Those other deals they did a long time ago? The ones with the likes of Google and Apple and, most particularly, Facebook? They actually have learned lessons from them.

Most crucially: Those deals required publishers to change their business — to create new formats, or make a particular kind of video or story they wouldn't normally make, or to make more of them than they'd normally make. (The one I remember most vividly was Facebook's live video push, which paid publishers like The New York Times to make boring videos.)

But the OpenAI deals, the publishers emphasize, are straightforward licensing deals for stuff they're already making. Nothing bespoke. "It doesn't change the way we operate," one of them tells me.

And that is by far the most common theme you hear when you talk to publishers about these deals. They're something close to free money — for work that was going to get made regardless.

Which means — they say — at the end of these deals, publishers won't have to regret investing in another defunct Big Tech project.

Another critique of these deals is that the publishers are selling their stuff too early, or for too little — and that they won't know what the real market is for this stuff for a long time. A variation on that: Why sell this stuff now, when fellow publishers — most notably The New York Times — are suing OpenAI (and its partner Microsoft) for using their data? Why not wait and see how that pans out?

The answers to that argument aren't quite as uniform. But if you boil them down, you can find a common theme: We don't want to — or can't — wait to see how this goes.

Sure, publishers tell me, these deals mean we can't sue OpenAI for taking our stuff. But what happens if the courts — or lawmakers — end up undercutting our ability to do that anyway? It's a crapshoot, and we don't know when we're going to find out the results.

--------------------

* Exercises *
(1) Translate into Spanish this sentence from the excerpt about publishers' OpenAI deals: "And that is by far the most common theme you hear when you talk to publishers about these deals."
(2) Answer these questions from the excerpt about publishers' OpenAI deals:
(a) Which company's live video push does the writer remember most vividly?
(b) Which publisher is named as most notably suing OpenAI?
(c) What do publishers say these deals mean they cannot do?
(3) Reproduce the passage of the excerpt about publishers' OpenAI deals, beginning at the words "Most crucially: Those" and stopping after "them tells me.".

* Data for review *

--------------------

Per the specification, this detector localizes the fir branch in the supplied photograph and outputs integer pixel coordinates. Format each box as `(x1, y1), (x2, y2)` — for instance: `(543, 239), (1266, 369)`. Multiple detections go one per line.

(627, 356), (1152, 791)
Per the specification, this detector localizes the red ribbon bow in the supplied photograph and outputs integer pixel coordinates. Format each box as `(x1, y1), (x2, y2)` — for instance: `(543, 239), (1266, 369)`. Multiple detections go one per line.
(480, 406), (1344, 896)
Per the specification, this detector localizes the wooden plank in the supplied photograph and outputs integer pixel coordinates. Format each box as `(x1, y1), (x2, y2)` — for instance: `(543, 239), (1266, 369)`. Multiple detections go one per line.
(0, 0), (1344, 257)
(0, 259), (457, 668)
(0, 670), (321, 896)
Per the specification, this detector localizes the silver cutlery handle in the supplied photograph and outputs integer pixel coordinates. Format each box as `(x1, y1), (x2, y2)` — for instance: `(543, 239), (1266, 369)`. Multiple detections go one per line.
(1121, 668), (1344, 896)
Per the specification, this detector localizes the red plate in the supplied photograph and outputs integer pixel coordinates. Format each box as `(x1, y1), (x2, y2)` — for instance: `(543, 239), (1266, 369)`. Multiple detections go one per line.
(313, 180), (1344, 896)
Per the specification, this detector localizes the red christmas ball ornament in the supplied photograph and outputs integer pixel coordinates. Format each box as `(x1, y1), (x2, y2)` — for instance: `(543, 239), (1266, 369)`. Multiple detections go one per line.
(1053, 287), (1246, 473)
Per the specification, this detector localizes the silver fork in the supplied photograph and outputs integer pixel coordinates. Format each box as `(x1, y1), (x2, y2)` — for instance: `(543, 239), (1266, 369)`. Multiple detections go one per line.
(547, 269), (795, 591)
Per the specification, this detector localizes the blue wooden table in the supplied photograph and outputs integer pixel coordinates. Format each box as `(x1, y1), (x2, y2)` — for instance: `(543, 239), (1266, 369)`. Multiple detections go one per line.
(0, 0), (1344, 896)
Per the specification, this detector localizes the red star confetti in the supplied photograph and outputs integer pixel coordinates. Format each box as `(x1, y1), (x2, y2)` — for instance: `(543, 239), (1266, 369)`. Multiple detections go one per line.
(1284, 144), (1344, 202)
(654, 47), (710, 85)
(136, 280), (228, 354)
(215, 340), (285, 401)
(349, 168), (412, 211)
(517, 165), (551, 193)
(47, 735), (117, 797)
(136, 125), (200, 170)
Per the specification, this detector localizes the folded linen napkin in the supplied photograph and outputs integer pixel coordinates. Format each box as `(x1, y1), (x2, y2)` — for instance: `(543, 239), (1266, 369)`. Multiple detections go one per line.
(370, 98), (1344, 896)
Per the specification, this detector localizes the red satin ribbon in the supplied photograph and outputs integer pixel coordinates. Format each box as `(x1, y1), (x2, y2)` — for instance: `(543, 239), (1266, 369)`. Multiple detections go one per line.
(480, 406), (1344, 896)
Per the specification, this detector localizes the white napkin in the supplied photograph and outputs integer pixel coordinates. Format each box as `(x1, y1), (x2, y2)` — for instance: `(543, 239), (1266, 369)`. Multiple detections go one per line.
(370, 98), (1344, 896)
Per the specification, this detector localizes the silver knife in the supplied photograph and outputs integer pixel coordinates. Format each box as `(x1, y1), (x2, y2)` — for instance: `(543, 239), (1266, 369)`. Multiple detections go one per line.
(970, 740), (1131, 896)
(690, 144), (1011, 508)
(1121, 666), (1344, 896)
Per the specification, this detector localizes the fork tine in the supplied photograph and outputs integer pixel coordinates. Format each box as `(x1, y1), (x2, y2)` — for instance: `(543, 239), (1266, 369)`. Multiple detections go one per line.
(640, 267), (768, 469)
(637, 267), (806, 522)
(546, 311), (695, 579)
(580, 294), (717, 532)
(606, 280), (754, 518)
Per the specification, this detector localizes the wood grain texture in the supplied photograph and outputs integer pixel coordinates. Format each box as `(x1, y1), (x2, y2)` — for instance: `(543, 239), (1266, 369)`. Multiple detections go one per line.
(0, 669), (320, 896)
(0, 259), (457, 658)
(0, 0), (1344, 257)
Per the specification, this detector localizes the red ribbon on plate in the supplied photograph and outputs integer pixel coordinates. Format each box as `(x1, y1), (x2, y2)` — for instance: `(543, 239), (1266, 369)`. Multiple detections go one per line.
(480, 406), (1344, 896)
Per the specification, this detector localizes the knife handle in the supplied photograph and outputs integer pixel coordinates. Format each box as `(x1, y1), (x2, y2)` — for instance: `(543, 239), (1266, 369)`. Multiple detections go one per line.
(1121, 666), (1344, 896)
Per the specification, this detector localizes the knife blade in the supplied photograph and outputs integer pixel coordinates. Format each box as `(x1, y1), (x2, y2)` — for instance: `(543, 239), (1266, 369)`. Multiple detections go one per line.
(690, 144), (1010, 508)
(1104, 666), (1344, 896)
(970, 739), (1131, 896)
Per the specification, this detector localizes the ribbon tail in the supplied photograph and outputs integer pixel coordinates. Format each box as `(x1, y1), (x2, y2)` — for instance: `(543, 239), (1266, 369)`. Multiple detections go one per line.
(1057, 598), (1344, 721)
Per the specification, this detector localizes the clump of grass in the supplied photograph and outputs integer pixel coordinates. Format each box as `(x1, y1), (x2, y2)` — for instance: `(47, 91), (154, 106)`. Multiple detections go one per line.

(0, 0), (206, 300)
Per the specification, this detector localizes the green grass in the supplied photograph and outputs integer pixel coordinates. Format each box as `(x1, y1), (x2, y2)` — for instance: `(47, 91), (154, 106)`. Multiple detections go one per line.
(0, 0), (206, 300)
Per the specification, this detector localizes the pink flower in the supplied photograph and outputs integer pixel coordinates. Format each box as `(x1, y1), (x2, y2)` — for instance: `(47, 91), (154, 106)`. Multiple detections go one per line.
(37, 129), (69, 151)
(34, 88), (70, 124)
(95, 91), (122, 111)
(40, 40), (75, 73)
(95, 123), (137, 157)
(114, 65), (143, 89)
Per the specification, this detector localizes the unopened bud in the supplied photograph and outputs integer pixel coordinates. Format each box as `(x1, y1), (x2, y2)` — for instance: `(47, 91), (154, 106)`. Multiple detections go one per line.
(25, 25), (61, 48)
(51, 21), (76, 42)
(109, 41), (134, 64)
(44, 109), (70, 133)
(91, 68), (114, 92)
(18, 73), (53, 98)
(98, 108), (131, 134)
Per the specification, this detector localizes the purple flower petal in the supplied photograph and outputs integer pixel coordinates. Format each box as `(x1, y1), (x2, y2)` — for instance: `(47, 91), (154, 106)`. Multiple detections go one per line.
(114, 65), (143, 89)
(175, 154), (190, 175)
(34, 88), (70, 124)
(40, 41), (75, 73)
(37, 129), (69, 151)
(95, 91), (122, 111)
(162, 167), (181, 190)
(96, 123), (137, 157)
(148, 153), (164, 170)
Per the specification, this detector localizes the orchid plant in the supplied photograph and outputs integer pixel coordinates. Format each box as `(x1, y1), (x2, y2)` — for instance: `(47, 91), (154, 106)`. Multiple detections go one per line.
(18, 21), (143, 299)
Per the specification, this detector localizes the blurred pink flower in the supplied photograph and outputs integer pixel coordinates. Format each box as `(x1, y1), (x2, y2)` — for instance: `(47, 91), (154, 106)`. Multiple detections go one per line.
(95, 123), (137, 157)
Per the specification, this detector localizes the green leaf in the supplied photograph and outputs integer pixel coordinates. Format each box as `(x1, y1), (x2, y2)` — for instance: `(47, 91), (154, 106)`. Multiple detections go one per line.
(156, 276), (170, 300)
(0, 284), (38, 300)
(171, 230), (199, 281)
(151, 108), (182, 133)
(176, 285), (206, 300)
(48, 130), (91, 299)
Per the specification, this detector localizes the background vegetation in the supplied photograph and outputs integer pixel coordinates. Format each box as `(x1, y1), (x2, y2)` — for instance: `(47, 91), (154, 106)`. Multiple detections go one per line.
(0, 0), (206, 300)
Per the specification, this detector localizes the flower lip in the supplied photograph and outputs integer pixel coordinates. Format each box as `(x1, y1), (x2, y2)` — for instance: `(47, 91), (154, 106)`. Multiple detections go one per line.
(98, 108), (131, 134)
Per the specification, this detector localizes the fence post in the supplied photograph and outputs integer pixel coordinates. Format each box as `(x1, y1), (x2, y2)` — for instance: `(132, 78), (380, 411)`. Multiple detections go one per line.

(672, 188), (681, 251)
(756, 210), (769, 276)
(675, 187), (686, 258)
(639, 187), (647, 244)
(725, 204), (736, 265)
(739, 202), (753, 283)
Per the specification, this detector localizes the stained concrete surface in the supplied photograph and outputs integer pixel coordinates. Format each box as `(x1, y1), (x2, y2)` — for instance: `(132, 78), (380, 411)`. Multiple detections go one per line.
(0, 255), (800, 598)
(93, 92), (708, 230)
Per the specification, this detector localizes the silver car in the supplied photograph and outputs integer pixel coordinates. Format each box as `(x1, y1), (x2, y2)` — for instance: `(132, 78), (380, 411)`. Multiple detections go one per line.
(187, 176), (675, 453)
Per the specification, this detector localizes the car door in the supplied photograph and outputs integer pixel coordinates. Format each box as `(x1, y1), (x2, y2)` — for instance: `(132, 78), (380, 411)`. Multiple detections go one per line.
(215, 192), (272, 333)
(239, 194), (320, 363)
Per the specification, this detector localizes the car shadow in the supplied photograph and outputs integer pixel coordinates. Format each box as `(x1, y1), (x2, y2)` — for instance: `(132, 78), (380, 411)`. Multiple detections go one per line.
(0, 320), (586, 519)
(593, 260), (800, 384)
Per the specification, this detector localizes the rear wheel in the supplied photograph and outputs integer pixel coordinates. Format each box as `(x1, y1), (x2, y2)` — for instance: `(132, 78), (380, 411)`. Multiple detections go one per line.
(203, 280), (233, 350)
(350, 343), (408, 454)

--------------------

* Solution set *
(1) Y ese es, con diferencia, el tema más común que se oye cuando se habla con los editores sobre estos acuerdos.

(2)
(a) Facebook's.
(b) The New York Times.
(c) They cannot sue OpenAI for taking their stuff.

(3)
Most crucially: Those deals required publishers to change their business — to create new formats, or make a particular kind of video or story they wouldn't normally make, or to make more of them than they'd normally make. (The one I remember most vividly was Facebook's live video push, which paid publishers like The New York Times to make boring videos.)

But the OpenAI deals, the publishers emphasize, are straightforward licensing deals for stuff they're already making. Nothing bespoke. "It doesn't change the way we operate," one of them tells me.